----- DATA PROVIDED -----
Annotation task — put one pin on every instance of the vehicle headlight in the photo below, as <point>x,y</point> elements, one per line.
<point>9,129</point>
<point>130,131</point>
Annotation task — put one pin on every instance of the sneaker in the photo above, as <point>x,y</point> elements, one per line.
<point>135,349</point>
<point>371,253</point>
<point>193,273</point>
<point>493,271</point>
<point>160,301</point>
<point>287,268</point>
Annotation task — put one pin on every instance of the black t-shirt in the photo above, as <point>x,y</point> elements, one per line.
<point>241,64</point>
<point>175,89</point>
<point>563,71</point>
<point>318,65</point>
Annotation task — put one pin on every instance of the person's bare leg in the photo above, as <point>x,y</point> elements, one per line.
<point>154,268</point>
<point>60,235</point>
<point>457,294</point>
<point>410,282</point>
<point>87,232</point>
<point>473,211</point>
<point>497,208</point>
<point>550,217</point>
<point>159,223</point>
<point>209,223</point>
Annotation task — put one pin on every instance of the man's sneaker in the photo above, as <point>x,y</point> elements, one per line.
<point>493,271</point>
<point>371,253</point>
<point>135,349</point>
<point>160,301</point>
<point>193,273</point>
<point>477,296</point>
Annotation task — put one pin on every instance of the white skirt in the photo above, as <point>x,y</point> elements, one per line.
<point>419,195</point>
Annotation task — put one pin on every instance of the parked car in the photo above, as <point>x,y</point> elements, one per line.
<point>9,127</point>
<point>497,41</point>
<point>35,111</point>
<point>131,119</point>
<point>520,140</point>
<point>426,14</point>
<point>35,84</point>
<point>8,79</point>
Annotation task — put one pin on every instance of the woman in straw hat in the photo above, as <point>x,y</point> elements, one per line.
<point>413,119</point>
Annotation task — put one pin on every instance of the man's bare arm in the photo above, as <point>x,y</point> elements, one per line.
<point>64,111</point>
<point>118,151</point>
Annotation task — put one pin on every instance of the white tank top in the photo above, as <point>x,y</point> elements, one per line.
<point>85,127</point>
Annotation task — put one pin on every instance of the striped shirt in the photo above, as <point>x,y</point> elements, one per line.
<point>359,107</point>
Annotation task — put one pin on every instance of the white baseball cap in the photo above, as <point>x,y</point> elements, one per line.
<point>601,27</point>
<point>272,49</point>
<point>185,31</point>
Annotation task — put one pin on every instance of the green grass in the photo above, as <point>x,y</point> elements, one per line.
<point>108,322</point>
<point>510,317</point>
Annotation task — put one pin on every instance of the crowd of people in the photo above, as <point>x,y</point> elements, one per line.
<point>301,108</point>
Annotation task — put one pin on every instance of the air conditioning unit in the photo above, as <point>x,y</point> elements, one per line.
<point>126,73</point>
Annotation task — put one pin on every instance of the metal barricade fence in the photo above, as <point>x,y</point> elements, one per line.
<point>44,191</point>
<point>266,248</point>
-----
----- DATA PROVIDED -----
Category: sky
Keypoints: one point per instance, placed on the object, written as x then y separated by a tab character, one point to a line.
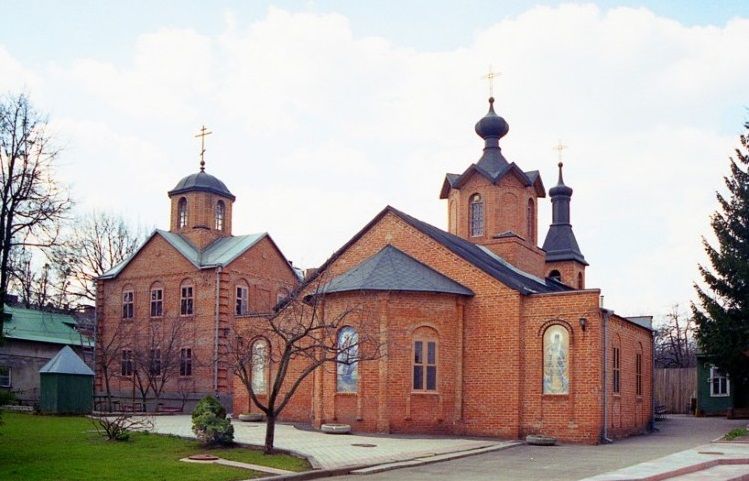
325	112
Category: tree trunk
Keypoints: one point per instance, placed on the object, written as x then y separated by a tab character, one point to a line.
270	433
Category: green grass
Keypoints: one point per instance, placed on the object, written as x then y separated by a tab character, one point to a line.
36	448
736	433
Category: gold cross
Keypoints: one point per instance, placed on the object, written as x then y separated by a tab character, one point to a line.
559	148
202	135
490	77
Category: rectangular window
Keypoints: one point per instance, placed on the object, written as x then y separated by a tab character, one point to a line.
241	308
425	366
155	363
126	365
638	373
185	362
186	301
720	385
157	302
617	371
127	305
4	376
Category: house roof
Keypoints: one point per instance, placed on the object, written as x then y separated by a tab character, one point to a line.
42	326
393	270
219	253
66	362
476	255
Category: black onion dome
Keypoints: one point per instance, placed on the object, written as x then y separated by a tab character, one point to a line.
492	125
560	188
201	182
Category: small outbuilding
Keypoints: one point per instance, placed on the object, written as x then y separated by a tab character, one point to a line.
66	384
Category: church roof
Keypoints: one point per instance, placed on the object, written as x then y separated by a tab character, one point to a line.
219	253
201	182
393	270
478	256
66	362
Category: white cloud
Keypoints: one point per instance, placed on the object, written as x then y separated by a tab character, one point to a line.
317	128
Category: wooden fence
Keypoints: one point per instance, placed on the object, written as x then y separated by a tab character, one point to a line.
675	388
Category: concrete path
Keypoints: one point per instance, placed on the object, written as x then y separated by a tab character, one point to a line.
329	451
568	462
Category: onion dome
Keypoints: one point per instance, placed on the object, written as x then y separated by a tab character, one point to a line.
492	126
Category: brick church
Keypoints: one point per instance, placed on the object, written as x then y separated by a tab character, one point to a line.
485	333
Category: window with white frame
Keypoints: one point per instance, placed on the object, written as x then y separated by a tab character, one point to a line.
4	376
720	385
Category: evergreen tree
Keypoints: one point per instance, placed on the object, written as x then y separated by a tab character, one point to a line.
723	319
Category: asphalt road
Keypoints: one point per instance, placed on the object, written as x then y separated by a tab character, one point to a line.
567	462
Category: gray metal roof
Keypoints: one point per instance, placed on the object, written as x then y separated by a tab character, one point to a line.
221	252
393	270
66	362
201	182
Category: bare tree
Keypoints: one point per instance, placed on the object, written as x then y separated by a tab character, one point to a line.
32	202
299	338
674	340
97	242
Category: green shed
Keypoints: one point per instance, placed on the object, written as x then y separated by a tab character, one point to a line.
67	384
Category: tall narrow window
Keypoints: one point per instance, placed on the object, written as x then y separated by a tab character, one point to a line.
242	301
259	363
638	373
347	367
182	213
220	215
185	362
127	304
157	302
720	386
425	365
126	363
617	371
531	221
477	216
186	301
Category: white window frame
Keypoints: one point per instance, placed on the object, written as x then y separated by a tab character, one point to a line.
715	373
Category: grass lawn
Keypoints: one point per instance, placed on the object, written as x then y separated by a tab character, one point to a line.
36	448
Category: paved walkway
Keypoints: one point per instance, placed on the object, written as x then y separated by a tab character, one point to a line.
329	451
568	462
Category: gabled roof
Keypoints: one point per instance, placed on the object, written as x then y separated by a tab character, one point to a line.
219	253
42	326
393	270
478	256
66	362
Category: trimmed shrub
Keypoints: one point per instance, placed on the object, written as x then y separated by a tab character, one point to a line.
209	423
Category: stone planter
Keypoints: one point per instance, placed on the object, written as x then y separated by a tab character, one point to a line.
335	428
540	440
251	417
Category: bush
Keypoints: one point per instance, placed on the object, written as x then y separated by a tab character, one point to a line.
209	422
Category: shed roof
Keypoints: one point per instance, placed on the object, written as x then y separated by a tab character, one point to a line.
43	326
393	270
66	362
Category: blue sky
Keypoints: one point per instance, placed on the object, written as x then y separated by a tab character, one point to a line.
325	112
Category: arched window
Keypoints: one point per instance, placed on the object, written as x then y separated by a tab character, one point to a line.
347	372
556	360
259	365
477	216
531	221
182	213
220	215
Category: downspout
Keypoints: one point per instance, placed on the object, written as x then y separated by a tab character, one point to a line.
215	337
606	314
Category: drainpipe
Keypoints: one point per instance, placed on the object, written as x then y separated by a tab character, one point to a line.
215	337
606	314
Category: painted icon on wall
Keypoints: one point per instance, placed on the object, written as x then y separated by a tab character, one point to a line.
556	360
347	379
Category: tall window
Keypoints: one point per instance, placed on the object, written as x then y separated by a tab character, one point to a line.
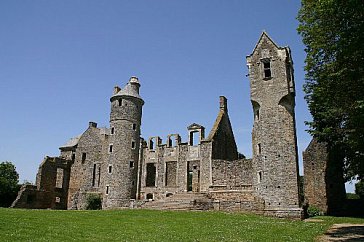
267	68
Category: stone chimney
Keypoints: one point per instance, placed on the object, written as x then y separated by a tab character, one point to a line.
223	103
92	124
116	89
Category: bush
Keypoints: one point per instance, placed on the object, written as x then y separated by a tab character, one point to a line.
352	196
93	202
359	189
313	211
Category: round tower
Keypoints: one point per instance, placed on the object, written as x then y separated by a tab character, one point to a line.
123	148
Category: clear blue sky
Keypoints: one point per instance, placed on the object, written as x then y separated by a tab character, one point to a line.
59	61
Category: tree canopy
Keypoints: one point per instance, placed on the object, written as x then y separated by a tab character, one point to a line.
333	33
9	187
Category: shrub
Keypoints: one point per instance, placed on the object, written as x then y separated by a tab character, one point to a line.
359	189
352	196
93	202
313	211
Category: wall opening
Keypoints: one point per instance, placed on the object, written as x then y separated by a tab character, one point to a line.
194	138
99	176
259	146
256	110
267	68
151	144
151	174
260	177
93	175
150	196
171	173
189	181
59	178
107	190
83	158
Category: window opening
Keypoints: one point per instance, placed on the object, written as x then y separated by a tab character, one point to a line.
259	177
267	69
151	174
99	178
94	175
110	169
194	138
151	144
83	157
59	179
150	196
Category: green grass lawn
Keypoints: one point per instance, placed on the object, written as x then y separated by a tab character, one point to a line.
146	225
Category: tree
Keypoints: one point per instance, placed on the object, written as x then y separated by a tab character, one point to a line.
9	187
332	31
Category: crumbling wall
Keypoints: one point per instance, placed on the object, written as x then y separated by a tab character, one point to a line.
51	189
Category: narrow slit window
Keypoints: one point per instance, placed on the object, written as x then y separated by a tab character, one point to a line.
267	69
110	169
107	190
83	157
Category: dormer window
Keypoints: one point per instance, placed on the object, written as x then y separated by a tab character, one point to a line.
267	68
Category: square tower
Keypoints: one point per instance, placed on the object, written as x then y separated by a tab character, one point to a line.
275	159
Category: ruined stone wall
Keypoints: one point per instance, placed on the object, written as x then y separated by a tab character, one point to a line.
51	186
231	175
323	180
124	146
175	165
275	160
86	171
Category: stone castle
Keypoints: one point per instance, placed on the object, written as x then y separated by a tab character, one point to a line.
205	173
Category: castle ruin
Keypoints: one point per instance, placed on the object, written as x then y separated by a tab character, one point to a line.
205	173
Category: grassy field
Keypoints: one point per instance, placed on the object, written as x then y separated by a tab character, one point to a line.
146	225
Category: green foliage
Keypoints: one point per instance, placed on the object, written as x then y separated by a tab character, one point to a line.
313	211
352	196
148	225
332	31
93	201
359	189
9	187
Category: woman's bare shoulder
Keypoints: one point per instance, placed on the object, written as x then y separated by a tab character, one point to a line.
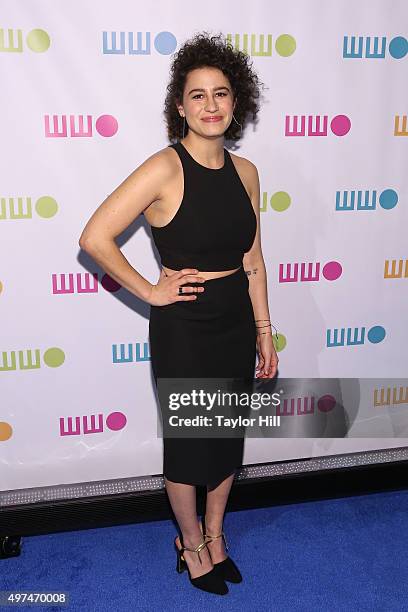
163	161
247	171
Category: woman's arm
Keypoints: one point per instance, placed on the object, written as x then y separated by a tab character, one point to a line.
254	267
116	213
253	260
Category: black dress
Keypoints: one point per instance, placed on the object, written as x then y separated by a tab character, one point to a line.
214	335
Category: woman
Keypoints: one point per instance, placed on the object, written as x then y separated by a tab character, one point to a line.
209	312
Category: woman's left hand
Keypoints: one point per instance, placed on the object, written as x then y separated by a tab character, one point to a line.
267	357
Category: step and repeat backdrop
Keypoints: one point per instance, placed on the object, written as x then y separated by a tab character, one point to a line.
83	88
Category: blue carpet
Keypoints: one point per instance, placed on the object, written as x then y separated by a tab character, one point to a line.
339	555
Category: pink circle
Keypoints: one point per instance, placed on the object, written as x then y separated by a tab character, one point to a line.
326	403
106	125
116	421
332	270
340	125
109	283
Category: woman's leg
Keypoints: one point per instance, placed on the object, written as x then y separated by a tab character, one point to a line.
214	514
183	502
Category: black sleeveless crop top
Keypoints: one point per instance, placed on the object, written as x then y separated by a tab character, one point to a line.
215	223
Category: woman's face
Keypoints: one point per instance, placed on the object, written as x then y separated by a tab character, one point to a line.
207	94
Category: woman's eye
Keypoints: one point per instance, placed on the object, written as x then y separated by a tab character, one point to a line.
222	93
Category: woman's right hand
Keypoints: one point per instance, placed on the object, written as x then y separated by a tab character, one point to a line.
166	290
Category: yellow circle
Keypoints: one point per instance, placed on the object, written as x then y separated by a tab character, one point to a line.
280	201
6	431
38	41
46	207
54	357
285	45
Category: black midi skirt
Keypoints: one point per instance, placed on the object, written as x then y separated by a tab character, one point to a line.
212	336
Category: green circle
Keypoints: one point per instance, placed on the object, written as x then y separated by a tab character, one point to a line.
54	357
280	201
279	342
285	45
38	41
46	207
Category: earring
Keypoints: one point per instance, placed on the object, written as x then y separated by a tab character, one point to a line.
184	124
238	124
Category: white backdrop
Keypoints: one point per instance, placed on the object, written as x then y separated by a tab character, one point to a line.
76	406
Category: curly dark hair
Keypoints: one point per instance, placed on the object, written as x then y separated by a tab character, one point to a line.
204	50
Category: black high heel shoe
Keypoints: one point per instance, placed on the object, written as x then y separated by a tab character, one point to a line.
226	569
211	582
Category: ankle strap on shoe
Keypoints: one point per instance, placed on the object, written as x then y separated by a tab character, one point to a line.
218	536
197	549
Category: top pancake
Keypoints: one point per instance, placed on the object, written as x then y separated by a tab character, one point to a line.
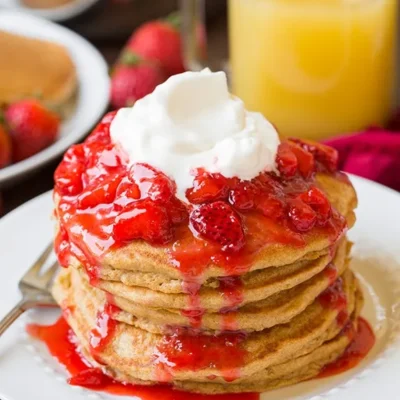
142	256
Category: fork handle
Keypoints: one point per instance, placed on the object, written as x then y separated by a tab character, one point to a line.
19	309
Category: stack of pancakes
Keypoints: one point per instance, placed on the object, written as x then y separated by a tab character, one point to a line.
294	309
-----
----- DATA PROVIDED -----
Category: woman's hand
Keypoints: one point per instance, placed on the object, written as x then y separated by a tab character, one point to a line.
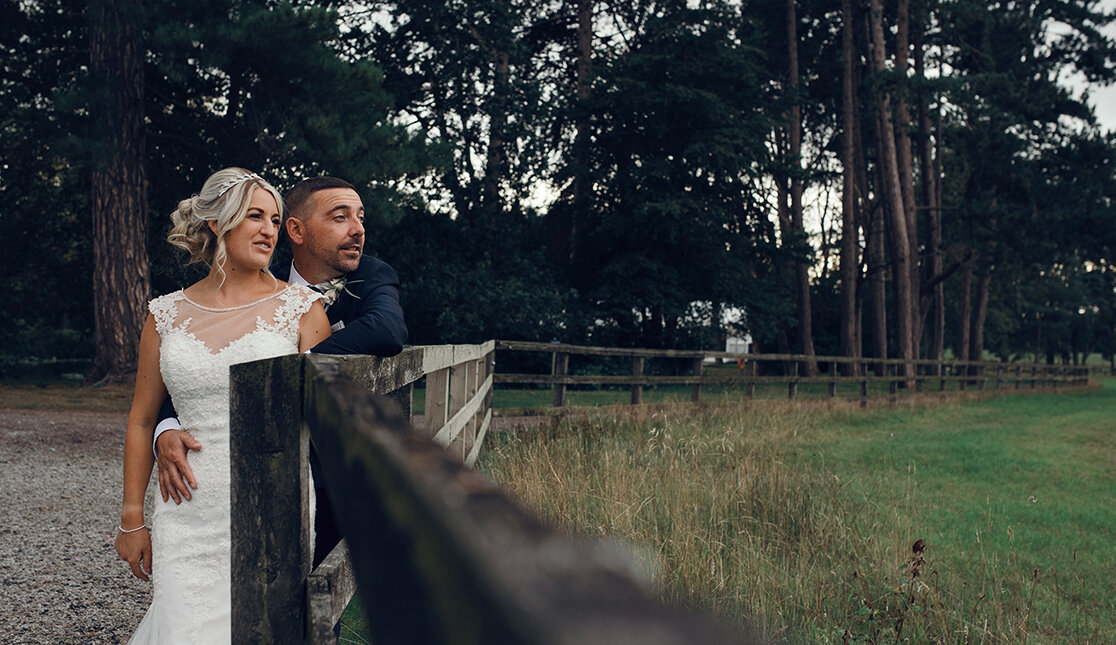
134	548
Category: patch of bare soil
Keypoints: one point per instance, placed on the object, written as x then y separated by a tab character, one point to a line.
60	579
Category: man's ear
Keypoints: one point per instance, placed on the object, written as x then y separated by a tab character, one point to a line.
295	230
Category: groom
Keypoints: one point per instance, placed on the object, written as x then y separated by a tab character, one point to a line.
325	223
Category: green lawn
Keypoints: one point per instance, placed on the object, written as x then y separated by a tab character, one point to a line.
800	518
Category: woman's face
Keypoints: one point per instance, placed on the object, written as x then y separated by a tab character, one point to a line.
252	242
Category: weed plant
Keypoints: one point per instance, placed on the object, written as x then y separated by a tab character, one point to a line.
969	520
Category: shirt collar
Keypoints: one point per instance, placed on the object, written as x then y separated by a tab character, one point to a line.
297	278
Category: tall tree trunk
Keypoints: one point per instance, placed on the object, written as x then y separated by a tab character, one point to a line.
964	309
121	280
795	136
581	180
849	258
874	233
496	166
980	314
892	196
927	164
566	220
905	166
-----
PROBLEM TO WORK ON
Update the lines of the material starting at the line that contains "below, as <point>x,y</point> elements, one per line." and ending at the line that contains "<point>130,131</point>", swapping "vehicle headlight" for "car headlight" and leaving all else as it is. Give back only those lines.

THE RESPONSE
Annotation task — put one pin on every instance of the car headlight in the photo below, as <point>x,y</point> elements, one per line.
<point>9,129</point>
<point>130,131</point>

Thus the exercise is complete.